## Exercise description
Duplicate the passage of the article on early human presence in North America between "In Chiquihuite Cave, archaeologists" and "31,000 years ago.", inclusive.

People may have lived in North America by 30,000 years ago

Ars Technica » Scientific Method 2020-07-23

Assistant professor Mikkel Winther Pedersen with team members wore PPE to avoid contaminating potential ancient DNA in the cave; no human DNA was found.

Enlarge / Assistant professor Mikkel Winther Pedersen with team members wore PPE to avoid contaminating potential ancient DNA in the cave; no human DNA was found. (credit: Mads Thomsen)

In Chiquihuite Cave, archaeologists found 240 stone tools buried in 30,000-year-old layers of muddy sediment. Archaeologist Ciprian Ardelean and his colleagues collected 46 radiocarbon dates from bone, charcoal, and sediment near the tools. According to a statistical model—which used those dates to predict the most likely starting date for the layer of sediment and artifacts—the oldest layers at the site date back 33,000 to 31,000 years ago.

If the archaeologists are right, that means people were making a living high in the mountains of north-central Mexico well before most people in the field thought North America was inhabited by humans.

Items from a data source:
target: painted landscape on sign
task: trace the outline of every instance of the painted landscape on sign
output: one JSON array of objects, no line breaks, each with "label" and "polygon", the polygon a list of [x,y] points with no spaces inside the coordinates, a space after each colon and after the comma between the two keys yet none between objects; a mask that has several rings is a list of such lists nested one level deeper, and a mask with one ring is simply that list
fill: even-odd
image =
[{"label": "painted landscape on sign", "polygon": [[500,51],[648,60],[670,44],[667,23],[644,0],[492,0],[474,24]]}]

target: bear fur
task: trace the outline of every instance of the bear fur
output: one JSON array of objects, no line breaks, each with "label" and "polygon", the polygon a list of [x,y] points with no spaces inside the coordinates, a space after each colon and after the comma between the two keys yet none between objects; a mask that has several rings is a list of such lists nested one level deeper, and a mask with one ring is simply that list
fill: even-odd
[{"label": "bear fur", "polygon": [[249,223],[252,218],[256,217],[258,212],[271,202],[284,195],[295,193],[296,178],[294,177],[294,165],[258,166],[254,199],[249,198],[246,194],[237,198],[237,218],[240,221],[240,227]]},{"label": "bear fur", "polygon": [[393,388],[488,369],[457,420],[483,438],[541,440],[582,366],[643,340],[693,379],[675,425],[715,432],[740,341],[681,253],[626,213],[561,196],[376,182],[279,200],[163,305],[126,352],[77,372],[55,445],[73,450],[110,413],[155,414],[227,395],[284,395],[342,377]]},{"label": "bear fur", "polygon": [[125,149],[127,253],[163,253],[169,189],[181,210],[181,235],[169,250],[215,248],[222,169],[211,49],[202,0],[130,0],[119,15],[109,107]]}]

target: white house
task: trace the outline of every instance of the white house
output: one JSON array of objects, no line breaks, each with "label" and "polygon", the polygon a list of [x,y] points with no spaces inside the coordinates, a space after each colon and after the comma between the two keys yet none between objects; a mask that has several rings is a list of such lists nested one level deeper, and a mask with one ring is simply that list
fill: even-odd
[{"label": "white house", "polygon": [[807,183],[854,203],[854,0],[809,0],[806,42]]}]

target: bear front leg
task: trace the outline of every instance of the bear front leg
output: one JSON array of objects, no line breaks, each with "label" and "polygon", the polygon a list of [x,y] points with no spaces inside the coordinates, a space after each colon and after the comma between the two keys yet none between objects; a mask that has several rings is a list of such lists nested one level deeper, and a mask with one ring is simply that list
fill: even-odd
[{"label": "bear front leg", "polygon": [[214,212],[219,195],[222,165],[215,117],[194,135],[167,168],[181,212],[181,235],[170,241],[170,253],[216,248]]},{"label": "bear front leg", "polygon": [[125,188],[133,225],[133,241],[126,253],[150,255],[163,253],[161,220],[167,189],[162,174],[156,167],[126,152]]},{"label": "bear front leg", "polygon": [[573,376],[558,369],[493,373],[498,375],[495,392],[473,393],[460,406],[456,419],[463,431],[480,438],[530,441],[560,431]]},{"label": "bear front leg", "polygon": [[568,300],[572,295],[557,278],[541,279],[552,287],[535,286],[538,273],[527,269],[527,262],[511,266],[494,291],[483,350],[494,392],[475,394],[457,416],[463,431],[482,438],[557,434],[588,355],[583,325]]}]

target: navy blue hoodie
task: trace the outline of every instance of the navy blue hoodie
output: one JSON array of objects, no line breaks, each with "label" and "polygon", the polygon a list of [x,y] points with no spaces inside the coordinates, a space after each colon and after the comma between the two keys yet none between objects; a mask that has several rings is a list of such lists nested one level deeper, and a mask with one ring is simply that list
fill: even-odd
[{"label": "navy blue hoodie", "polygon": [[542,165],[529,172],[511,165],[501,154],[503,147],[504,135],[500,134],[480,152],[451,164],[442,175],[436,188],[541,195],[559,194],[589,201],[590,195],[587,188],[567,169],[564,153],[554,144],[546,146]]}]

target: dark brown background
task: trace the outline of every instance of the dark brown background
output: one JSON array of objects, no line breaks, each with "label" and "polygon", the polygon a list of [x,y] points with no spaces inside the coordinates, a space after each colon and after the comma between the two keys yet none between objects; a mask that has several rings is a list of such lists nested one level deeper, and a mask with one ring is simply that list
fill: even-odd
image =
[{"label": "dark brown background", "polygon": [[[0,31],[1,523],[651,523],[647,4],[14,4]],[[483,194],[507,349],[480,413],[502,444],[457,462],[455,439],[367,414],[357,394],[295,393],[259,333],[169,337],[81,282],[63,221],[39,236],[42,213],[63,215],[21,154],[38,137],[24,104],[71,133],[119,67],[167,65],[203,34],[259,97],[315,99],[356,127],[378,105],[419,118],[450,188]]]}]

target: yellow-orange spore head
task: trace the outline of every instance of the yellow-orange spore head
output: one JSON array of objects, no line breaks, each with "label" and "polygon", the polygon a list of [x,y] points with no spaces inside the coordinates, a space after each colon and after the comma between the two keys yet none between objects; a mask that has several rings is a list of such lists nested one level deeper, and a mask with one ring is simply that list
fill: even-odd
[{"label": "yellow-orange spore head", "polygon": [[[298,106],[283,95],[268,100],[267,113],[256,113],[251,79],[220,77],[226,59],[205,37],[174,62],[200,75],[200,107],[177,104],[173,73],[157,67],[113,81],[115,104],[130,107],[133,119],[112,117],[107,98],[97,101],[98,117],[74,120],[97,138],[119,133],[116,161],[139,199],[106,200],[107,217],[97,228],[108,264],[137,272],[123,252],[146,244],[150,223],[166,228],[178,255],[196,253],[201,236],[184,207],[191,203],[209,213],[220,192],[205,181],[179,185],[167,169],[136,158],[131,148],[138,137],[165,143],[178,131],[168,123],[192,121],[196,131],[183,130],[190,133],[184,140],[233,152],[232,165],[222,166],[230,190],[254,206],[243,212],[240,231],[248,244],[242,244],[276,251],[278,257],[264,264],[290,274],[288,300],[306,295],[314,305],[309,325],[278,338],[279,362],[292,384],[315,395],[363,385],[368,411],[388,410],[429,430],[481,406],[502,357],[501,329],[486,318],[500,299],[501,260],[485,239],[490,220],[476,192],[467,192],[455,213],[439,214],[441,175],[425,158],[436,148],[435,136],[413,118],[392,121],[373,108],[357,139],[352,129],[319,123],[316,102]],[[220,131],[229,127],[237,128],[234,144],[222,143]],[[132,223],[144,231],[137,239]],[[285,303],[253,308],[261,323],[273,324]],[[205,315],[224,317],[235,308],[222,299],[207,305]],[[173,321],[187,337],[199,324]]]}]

## Task answer
In Chiquihuite Cave, archaeologists found 240 stone tools buried in 30,000-year-old layers of muddy sediment. Archaeologist Ciprian Ardelean and his colleagues collected 46 radiocarbon dates from bone, charcoal, and sediment near the tools. According to a statistical model—which used those dates to predict the most likely starting date for the layer of sediment and artifacts—the oldest layers at the site date back 33,000 to 31,000 years ago.